**** Input material

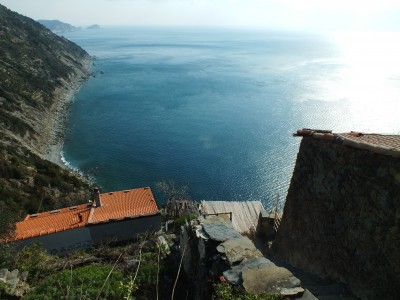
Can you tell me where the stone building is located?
[10,187,161,255]
[273,130,400,299]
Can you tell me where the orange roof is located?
[14,187,158,240]
[89,187,158,223]
[15,204,92,240]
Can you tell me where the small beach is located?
[43,57,93,171]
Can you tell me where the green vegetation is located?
[24,265,126,300]
[0,5,90,219]
[0,235,185,299]
[213,282,284,300]
[0,144,91,214]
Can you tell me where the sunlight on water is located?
[64,28,400,207]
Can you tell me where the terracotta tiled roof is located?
[15,204,92,240]
[14,187,158,240]
[89,188,158,223]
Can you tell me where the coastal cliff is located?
[273,135,400,299]
[0,5,90,213]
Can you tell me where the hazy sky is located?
[0,0,400,31]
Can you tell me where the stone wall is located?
[273,136,400,299]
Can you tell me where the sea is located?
[62,27,400,209]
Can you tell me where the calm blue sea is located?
[63,28,400,207]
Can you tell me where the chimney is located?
[93,187,101,207]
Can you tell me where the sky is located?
[0,0,400,31]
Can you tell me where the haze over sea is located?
[63,28,400,207]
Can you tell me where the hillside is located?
[37,20,80,33]
[0,5,90,215]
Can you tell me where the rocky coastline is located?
[42,57,93,172]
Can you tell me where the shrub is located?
[24,265,125,300]
[213,282,284,300]
[14,244,58,283]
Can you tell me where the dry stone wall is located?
[273,136,400,299]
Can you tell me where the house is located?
[14,187,161,255]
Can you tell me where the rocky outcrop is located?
[0,5,90,215]
[273,136,400,299]
[38,20,80,33]
[180,216,315,299]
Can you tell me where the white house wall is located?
[15,215,161,255]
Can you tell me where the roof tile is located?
[14,187,158,240]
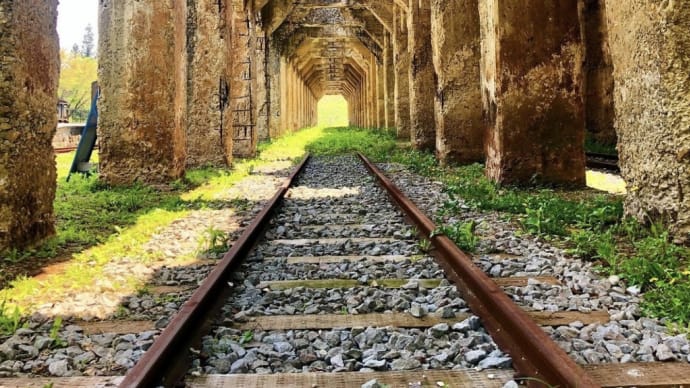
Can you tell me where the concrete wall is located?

********

| Given request |
Scale the material from the line with "Can you tell me where the green" to the line with "[64,28,400,207]", both included. Write out every one of those lines again with the requests unchanged, and multiply each bounding-box coordinate in the answers by 0.65, rounding to whole numbers with halves going up. Give only those lines.

| Complete output |
Can you tell me where the green vegetation is located?
[16,172,82,195]
[0,3,59,142]
[0,153,120,194]
[138,183,185,195]
[0,94,59,139]
Can you tell me where the sunlight on water is located?
[42,18,260,135]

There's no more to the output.